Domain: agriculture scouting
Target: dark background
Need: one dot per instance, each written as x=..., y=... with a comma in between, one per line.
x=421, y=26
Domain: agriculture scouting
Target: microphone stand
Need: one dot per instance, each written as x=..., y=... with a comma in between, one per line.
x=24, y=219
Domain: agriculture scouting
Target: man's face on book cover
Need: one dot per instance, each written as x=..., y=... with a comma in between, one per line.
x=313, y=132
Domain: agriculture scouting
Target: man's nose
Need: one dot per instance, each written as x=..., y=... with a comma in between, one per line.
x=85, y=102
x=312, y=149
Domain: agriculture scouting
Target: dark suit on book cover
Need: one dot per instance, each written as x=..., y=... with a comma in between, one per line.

* * *

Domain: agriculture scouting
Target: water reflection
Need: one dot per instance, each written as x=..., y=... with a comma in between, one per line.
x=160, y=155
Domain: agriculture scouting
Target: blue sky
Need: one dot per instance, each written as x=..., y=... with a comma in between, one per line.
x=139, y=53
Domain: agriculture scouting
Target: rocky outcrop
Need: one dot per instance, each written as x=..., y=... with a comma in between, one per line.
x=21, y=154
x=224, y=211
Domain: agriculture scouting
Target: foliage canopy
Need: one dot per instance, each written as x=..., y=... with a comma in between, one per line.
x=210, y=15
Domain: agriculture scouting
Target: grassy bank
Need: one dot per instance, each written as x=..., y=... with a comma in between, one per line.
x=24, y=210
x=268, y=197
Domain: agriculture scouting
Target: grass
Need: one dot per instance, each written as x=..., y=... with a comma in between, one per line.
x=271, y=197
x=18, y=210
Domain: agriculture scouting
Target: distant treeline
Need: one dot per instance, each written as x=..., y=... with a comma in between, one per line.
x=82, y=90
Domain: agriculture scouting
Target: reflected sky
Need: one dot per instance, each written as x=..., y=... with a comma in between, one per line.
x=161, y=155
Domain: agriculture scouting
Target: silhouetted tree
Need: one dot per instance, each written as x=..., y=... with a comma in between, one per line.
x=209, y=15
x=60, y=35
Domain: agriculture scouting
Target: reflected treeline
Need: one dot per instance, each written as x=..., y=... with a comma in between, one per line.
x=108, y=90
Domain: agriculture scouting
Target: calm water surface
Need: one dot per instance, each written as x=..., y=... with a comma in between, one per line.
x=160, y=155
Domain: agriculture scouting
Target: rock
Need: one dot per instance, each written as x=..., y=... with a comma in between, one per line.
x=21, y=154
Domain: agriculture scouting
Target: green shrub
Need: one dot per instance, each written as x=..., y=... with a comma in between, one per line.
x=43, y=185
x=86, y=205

> Request
Gather every line in the entries above that contains the string "reflected", treating uppercase and lowercase as different.

> Written response
Target: reflected sky
Target: reflected treeline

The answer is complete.